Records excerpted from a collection
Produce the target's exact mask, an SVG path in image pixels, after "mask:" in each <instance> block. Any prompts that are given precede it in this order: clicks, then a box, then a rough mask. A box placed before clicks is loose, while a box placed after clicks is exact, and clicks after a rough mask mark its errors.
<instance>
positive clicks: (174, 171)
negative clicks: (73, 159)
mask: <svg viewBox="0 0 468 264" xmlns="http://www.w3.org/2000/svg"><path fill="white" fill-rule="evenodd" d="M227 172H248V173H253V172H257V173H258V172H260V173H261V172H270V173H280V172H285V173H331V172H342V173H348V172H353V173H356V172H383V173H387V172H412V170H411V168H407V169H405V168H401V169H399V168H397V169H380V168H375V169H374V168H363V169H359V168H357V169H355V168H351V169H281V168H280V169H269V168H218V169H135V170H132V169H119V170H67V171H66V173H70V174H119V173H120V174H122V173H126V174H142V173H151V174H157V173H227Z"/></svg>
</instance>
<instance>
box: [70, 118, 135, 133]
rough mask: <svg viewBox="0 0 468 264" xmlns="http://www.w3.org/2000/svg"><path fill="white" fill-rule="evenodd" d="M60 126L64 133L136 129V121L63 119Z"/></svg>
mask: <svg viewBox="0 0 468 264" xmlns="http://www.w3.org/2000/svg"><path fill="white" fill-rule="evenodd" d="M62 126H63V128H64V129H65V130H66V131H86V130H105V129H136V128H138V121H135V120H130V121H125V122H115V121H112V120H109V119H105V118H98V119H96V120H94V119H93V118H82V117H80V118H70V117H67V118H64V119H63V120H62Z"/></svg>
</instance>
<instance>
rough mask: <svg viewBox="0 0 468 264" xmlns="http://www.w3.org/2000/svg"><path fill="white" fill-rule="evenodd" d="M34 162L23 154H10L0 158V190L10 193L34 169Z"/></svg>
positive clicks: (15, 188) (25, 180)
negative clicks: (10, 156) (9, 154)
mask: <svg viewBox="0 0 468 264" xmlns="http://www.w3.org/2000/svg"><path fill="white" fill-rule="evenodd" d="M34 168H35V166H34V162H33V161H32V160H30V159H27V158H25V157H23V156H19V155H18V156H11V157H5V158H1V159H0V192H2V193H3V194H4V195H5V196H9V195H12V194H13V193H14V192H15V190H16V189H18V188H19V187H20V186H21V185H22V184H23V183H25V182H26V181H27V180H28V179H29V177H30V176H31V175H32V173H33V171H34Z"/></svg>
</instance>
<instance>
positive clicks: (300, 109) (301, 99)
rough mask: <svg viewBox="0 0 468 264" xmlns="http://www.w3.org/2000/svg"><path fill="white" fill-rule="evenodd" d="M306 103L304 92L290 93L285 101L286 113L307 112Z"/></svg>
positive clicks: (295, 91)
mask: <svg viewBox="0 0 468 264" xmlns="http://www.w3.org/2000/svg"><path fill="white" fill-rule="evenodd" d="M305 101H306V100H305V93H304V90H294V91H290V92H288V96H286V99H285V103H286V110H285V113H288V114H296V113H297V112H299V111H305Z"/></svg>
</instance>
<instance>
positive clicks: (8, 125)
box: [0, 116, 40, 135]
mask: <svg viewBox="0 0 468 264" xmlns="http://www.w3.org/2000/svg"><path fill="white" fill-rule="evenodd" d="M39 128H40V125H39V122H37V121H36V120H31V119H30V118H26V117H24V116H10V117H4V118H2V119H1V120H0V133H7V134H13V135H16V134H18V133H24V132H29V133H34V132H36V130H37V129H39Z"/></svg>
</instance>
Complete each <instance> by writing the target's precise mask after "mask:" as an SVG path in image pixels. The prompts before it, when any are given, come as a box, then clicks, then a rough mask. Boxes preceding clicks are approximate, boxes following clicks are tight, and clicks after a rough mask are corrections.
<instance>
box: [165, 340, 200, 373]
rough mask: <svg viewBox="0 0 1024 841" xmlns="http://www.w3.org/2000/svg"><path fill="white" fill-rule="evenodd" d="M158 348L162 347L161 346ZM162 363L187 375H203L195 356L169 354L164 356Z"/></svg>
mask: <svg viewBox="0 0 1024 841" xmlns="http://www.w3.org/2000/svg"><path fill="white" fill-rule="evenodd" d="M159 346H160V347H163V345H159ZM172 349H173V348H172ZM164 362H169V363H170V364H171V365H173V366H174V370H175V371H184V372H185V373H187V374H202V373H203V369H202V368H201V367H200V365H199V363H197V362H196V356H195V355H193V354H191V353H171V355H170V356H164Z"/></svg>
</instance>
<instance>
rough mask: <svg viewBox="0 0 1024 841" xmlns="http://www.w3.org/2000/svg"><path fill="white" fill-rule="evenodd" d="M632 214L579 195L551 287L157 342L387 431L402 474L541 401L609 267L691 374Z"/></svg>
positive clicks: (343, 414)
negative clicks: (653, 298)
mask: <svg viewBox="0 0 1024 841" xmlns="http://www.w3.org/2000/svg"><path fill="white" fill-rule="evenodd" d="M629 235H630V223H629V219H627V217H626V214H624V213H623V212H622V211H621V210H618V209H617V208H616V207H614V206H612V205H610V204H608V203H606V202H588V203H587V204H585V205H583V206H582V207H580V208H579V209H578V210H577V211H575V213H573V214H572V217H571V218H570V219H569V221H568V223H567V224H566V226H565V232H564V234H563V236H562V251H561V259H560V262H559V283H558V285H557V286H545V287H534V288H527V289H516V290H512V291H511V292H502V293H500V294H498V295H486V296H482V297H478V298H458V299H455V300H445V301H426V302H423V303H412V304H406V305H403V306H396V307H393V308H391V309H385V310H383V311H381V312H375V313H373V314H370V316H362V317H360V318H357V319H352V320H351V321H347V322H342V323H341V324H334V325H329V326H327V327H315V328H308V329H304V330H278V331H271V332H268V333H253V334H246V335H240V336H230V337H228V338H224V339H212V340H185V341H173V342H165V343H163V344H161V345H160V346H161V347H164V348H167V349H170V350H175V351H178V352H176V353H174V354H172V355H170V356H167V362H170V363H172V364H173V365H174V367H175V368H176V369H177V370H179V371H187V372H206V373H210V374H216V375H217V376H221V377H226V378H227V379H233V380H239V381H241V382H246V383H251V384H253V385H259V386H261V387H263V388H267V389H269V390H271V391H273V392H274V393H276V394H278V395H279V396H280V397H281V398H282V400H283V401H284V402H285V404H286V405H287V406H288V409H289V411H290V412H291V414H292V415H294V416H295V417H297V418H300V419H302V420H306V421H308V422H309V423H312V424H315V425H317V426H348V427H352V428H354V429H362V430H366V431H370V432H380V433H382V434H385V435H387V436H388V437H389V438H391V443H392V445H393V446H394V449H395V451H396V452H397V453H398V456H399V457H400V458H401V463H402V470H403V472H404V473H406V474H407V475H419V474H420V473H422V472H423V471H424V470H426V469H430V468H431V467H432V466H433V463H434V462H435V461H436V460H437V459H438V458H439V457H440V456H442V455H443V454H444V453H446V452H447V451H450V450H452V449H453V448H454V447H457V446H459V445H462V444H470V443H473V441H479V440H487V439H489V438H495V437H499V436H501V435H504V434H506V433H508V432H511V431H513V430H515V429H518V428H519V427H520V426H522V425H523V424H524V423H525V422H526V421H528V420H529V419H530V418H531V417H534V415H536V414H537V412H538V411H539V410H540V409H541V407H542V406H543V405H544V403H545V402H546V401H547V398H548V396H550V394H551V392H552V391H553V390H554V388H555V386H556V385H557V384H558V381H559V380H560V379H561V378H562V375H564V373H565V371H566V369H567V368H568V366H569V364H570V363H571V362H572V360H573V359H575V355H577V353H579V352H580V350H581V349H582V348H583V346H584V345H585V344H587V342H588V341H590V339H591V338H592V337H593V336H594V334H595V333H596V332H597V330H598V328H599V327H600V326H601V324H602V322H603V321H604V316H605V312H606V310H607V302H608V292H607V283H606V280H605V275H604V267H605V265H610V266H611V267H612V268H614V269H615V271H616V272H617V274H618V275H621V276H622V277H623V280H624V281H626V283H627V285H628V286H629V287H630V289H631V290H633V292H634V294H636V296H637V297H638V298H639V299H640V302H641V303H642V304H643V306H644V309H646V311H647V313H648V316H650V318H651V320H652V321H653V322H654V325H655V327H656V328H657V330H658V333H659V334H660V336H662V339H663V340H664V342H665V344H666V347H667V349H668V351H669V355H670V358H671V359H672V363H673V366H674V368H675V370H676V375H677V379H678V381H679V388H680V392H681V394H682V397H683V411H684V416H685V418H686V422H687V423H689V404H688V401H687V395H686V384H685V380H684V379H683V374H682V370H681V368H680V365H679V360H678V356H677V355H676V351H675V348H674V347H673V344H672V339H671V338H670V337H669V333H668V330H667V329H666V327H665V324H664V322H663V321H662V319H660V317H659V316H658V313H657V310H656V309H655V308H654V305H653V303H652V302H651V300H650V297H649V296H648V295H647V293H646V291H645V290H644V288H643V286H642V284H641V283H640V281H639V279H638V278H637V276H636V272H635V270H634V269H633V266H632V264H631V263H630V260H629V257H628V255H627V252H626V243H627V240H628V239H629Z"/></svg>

§ **Exercise aim**: Each line from the top of the records above through the line containing "positive clicks: (174, 171)" needs to be transcribed exactly, and no line after it.

§ **Output for this exercise**:
Produce the target's exact mask, an SVG path in image pixels, after "mask:" in each <instance> block. Any prompts that are given precede it in this order: clicks, then a box, then a rough mask. A box placed before clicks is loose, while a box placed after clicks is exact, and clicks after a rough mask mark its errors.
<instance>
positive clicks: (174, 171)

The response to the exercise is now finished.